PROBLEM DESCRIPTION: Starting with the line containing "target: <item>sunlit water surface</item>" and continuing through the end of the records, convert those records to a two-column CSV with the header row `instruction,response`. Give one row per record: its text goes in `instruction` and its answer in `response`, with each field quoted and every line break replaced by a space.

________

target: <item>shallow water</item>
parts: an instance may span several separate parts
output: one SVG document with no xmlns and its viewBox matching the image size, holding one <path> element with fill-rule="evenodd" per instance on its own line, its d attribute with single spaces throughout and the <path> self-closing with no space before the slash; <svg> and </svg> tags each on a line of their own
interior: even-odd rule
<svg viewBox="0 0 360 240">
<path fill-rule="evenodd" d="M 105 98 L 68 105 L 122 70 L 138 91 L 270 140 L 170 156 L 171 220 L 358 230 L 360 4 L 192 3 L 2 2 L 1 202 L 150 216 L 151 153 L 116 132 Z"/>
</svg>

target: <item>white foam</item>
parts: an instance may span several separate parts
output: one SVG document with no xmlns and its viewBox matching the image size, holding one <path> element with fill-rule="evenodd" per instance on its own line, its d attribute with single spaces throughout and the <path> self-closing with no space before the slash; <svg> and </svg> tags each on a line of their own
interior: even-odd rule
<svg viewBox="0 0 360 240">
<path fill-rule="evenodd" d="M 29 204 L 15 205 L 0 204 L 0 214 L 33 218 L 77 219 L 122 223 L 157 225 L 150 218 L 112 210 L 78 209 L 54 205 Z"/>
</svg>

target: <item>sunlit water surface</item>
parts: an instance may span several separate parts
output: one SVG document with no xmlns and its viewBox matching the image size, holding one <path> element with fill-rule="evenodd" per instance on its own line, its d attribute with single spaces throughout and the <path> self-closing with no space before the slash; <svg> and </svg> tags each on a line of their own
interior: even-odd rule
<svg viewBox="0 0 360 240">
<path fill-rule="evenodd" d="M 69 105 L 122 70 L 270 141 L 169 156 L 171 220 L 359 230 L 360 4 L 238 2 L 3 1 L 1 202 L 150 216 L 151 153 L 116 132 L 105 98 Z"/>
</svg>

________

WRITTEN ANSWER:
instruction,response
"target: <item>sunlit water surface</item> parts: an instance may span several separate parts output: one SVG document with no xmlns and its viewBox matching the image size, holding one <path> element with fill-rule=""evenodd"" per instance on its own line, its d attribute with single spaces throughout and the <path> self-closing with no space before the slash; <svg> and </svg> tags each on a line of their own interior: even-odd rule","<svg viewBox=""0 0 360 240""> <path fill-rule=""evenodd"" d=""M 69 105 L 122 70 L 270 141 L 169 156 L 171 220 L 359 230 L 360 4 L 238 2 L 3 1 L 1 202 L 150 216 L 151 153 L 116 132 L 105 98 Z""/> </svg>"